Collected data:
======

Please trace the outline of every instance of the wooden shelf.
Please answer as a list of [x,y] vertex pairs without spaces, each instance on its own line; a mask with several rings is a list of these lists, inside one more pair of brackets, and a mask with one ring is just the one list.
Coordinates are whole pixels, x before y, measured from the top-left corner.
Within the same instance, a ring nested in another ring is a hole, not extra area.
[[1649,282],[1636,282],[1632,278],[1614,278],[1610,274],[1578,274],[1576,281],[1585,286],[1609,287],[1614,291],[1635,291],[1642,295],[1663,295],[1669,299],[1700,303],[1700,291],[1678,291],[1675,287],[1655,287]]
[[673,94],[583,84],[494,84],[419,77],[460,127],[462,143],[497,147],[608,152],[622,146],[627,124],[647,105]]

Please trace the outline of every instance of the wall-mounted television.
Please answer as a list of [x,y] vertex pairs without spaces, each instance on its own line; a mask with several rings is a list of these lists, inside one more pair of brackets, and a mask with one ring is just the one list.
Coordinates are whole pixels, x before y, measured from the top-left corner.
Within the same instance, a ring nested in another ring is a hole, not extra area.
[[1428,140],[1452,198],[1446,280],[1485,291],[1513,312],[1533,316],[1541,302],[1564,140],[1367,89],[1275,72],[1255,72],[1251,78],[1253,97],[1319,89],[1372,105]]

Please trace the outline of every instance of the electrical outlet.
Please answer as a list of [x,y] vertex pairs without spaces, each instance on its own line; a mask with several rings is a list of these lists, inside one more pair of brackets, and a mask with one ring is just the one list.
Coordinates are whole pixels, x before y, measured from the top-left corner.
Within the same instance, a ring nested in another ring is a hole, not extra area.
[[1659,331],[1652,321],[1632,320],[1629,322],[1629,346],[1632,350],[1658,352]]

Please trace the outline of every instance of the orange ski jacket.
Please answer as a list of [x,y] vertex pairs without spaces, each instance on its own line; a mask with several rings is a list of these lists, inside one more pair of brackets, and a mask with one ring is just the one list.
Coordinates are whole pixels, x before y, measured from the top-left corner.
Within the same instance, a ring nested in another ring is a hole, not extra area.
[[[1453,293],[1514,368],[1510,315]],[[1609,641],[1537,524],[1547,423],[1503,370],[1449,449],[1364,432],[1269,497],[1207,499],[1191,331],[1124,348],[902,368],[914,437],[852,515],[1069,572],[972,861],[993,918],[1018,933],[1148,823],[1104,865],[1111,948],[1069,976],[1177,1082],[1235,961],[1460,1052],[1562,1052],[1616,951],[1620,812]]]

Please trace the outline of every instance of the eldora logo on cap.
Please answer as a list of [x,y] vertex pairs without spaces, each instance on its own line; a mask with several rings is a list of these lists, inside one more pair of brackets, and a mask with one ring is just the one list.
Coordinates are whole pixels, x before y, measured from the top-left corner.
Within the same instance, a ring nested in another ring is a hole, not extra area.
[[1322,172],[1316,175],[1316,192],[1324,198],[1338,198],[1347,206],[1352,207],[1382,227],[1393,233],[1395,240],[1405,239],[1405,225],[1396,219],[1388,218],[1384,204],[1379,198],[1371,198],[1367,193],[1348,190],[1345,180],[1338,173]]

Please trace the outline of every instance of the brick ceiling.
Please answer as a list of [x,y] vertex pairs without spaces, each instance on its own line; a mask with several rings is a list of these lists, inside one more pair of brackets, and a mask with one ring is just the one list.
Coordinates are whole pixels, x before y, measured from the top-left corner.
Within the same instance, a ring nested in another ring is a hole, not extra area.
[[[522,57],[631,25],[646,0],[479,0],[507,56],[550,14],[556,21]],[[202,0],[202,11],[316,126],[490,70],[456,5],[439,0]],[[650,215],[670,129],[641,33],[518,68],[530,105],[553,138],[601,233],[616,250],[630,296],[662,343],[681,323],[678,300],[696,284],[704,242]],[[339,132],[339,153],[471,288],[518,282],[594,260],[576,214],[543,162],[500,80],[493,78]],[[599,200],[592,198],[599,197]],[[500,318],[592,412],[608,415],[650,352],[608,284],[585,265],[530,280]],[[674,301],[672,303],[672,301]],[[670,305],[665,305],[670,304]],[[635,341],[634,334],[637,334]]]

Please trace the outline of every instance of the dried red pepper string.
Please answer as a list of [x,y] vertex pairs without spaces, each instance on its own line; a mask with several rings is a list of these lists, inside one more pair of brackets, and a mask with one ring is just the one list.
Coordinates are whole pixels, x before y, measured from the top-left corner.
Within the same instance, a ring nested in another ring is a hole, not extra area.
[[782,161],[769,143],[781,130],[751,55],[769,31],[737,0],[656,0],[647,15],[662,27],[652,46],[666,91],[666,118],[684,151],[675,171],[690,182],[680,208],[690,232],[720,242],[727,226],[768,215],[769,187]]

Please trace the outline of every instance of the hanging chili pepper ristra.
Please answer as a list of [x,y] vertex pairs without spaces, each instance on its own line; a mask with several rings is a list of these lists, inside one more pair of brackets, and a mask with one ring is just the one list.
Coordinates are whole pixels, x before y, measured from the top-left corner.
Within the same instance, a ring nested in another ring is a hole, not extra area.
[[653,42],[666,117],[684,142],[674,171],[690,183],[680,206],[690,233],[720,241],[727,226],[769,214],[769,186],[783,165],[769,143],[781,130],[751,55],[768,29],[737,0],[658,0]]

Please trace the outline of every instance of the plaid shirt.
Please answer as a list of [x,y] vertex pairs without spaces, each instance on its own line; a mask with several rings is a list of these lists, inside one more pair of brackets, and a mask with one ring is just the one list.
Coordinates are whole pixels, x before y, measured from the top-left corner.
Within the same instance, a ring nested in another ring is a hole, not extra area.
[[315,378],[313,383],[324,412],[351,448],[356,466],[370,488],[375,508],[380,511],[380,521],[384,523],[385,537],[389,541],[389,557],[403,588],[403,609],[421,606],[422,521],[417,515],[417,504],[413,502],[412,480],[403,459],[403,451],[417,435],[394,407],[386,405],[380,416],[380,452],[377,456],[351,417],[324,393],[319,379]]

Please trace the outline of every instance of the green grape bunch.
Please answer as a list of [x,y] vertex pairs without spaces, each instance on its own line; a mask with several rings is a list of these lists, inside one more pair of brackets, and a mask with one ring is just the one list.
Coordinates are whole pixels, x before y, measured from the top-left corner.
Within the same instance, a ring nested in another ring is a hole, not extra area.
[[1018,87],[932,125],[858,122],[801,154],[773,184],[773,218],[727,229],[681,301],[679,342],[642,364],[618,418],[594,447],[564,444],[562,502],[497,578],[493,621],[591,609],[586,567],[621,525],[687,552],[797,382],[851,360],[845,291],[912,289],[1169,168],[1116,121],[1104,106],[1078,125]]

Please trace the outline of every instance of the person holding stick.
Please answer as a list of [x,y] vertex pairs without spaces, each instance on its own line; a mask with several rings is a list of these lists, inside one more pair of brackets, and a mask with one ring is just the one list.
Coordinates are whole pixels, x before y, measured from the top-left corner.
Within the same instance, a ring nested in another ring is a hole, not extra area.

======

Each record must be printed again, word for word, with nothing dropped.

Please trace the outline of every instance of the wooden shelf.
Please answer as a list of [x,y] vertex pairs without spaces, each instance on its own line; a mask with several rings is a list of these lists, inside one more pair of brackets, and a mask with one ring is just the one list.
Coordinates are whole pixels, x before y, measured from the top-left corner.
Within the same instance, a ring nested in another ring is a hole, not extra area.
[[1649,282],[1636,282],[1632,278],[1614,278],[1610,274],[1578,274],[1576,281],[1585,286],[1609,287],[1614,291],[1635,291],[1642,295],[1663,295],[1669,299],[1700,303],[1700,291],[1678,291],[1675,287],[1655,287]]
[[673,94],[583,84],[494,84],[419,77],[460,127],[462,143],[497,147],[608,152],[622,146],[627,124],[647,105]]

Please trace the outline of every instance of the wall-mounted television.
Please answer as a list of [x,y] vertex pairs without spaces, each instance on its own line; a mask with several rings is a list of these lists, inside one more pair of brackets, and a mask with one ring is just the one list.
Coordinates are whole pixels, x before y, measured from the top-left corner.
Within the same instance, a ring nested in another ring is a hole, not extra area.
[[1428,140],[1452,198],[1446,280],[1485,291],[1513,312],[1533,316],[1541,302],[1564,140],[1367,89],[1275,72],[1255,72],[1251,78],[1253,97],[1319,89],[1372,105]]

Please trace the outline of every instance of the electrical outlet.
Please answer as a list of [x,y] vertex pairs without spaces, each instance on its own line; a mask with several rings is a list of these lists, inside one more pair of brackets, and a mask with one ring is just the one list.
Coordinates are whole pixels, x before y, measured from the top-left corner.
Within the same instance, a ring nested in another ring is a hole, not extra area.
[[1659,331],[1652,321],[1632,320],[1629,322],[1629,346],[1632,350],[1658,352]]

Please trace the outline of every instance of the orange ski jacket.
Please answer as a list of [x,y] vertex pairs without spaces, each instance on its own line; a mask with several rings is a list of these lists, inside one more pair of brackets, and a mask with one ring is just the one list.
Coordinates are whole pixels, x before y, measured from the top-left corner.
Within the same instance, a ring nested in another ring is a hole, not extra area.
[[[1453,293],[1514,368],[1510,315]],[[1609,641],[1537,524],[1547,423],[1503,370],[1449,449],[1364,432],[1269,497],[1207,499],[1191,331],[1124,348],[902,368],[914,437],[852,515],[1069,572],[972,861],[993,918],[1018,933],[1148,823],[1104,865],[1111,948],[1069,976],[1177,1082],[1235,961],[1460,1052],[1562,1052],[1616,951],[1620,812]]]

Please trace the outline of every instance of the eldora logo on cap.
Please answer as a list of [x,y] vertex pairs without spaces, each instance on its own line; a mask with several rings is a list of these lists, inside one more pair of brackets, and a mask with one ring is just the one list.
Coordinates are whole pixels, x before y, measured from the top-left corner.
Within the same instance, a ring nested in another ring is a hole, not extra area.
[[1322,172],[1316,175],[1316,192],[1324,198],[1338,198],[1347,206],[1352,207],[1382,227],[1393,233],[1395,240],[1405,239],[1405,225],[1396,219],[1388,218],[1384,204],[1379,198],[1371,198],[1367,193],[1348,190],[1345,180],[1338,173]]

Please trace the outline of every instance of the brick ceiling.
Please answer as a list of [x,y] vertex pairs without spaces, each instance on its own line; a mask with several rings is a list of these lists, inside one more pair of brackets, and a mask with one ring is just the one list.
Coordinates are whole pixels, x before y, measured from the top-left corner.
Within the same instance, a ring nested in another ring is a hole, not extra area.
[[[522,57],[631,25],[646,0],[479,0],[507,56],[550,14],[556,21]],[[202,0],[202,11],[316,126],[490,70],[456,5],[439,0]],[[650,215],[670,129],[641,33],[518,68],[530,105],[553,138],[601,233],[616,250],[630,296],[662,343],[681,323],[678,300],[696,284],[704,242]],[[339,132],[339,153],[471,288],[518,282],[594,260],[576,214],[543,162],[500,80],[493,78]],[[599,200],[592,198],[599,197]],[[500,318],[592,412],[608,415],[650,352],[608,284],[585,265],[530,280]],[[674,301],[672,303],[672,301]],[[670,305],[665,305],[670,304]],[[635,341],[634,334],[637,334]]]

Please trace the outline of every instance of the dried red pepper string.
Please answer as a list of [x,y] vertex pairs without spaces, each instance on its own line; a mask with several rings is a list of these lists, inside one more pair of brackets, and a mask with one ring is just the one list.
Coordinates are whole pixels, x before y, measured from the top-left corner.
Within the same instance, a ring nested in another ring is a hole, not extra area.
[[782,161],[769,143],[781,130],[751,55],[769,31],[737,0],[656,0],[647,15],[662,27],[652,46],[666,91],[666,118],[684,151],[675,171],[690,182],[680,208],[690,232],[720,242],[727,226],[768,215],[769,187]]

Please trace the outline of every instance of the hanging chili pepper ristra.
Please answer as a list of [x,y] vertex pairs without spaces, each instance on its own line; a mask with several rings is a list of these lists, inside one more pair of brackets, and a mask with one ring is just the one list.
Coordinates are whole pixels, x before y, measured from the top-left corner.
Within the same instance, a ring nested in another ring is a hole, not extra area.
[[653,42],[666,117],[684,142],[674,171],[690,183],[680,206],[690,233],[720,241],[727,226],[769,214],[769,186],[783,165],[769,143],[781,130],[751,55],[768,29],[737,0],[658,0]]

Please trace the outline of every instance of the plaid shirt.
Please answer as a list of [x,y] vertex pairs without spaces, each instance on its own line; a mask with several rings is a list of these lists, inside one more pair of brackets, and a mask with one ring is just the one list.
Coordinates are whole pixels, x before y, measured from the top-left corner.
Within the same instance, a ring nested in another ring is a hole, not extra area.
[[315,378],[313,383],[324,412],[351,448],[356,466],[370,488],[375,508],[380,511],[380,521],[384,523],[385,537],[389,541],[389,557],[403,588],[403,609],[421,606],[422,521],[417,515],[417,504],[413,502],[412,480],[403,459],[403,451],[417,435],[394,407],[386,405],[380,416],[380,452],[377,456],[351,417],[324,393],[319,379]]

Please trace the outline of every instance of the green grape bunch.
Please answer as a list of [x,y] vertex pairs without spaces, each instance on its own line; a mask with several rings is a list of these lists, inside one more pair of brackets, and a mask with one ring is just the one list.
Coordinates are whole pixels, x before y, measured from the top-left corner.
Within the same instance, a ring nested in another ring is a hole, not extra area.
[[1018,87],[932,125],[858,122],[801,154],[773,184],[773,218],[727,229],[681,301],[679,342],[642,364],[618,418],[594,447],[564,444],[562,502],[497,578],[493,621],[591,609],[586,567],[621,525],[687,552],[797,382],[851,360],[845,291],[912,289],[1169,168],[1116,121],[1104,106],[1078,125]]

Please trace the outline of every instance of the person holding stick.
Please answer as a list of [x,y] vertex pairs without spaces, each instance on its own line; a mask with several rings is a list of these lists, inside one more pair of brackets, and a mask with one ring is just the one list.
Coordinates are whole pixels, x before y, measured from the top-left corner.
Within the same instance, a ring nested in another ring is a hole, not extra area.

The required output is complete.